→ Source passage:
--------------------------------------------------
This past two weeks, we have seen some serious confusion coming from the Dominion’s capital. The government has decided not to table a budget, well at least until the economic instability is sorted out, which quite simply means, no budget. The second factor to come along, is the Bank of Canada, has dropped the interest rate from a meagre 1% to 3/4 of a %. Not only that, the uncertainty expressed by the governor of the Bank of Canada was astonishing. Put these two things together and you have an all out emergency.

The purpose of this posting is not to inform you about squirrels, but to get into your economic life jacket. Canadians, be advised we are in trouble.

The very worst condition for an economy is for investors to be anxious and right now, that is all we have to offer them. The decisions about buying and selling stock, or commodities, is based entirely on “gut” reactions. There is no crystal ball, or magic formula, investors function at the squirrel level and things do not look good.
--------------------------------------------------
→ Records:

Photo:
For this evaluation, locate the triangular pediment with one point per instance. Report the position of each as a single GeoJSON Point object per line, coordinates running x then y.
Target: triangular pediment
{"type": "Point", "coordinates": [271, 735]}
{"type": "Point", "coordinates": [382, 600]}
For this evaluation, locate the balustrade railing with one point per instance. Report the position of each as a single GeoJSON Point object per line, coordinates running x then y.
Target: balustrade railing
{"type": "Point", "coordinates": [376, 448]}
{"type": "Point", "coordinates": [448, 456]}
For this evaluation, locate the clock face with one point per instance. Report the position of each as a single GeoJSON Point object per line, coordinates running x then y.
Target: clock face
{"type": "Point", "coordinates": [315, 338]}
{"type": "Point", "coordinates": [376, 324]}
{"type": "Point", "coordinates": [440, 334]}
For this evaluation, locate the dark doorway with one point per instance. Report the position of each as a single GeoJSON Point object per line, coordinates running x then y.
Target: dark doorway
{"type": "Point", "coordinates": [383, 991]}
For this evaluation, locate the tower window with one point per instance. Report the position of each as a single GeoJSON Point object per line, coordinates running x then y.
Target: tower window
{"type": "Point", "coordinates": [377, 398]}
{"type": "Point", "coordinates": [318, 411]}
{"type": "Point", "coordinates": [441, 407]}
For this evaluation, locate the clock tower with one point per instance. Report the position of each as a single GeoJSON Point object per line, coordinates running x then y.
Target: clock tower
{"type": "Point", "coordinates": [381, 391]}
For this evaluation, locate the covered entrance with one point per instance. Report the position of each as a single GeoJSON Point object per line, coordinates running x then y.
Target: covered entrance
--------------------------------------------------
From the passage on Canada's economy, copy out word for word the stretch between "The purpose of" and "not look good.", inclusive.

→ Task response:
The purpose of this posting is not to inform you about squirrels, but to get into your economic life jacket. Canadians, be advised we are in trouble.

The very worst condition for an economy is for investors to be anxious and right now, that is all we have to offer them. The decisions about buying and selling stock, or commodities, is based entirely on “gut” reactions. There is no crystal ball, or magic formula, investors function at the squirrel level and things do not look good.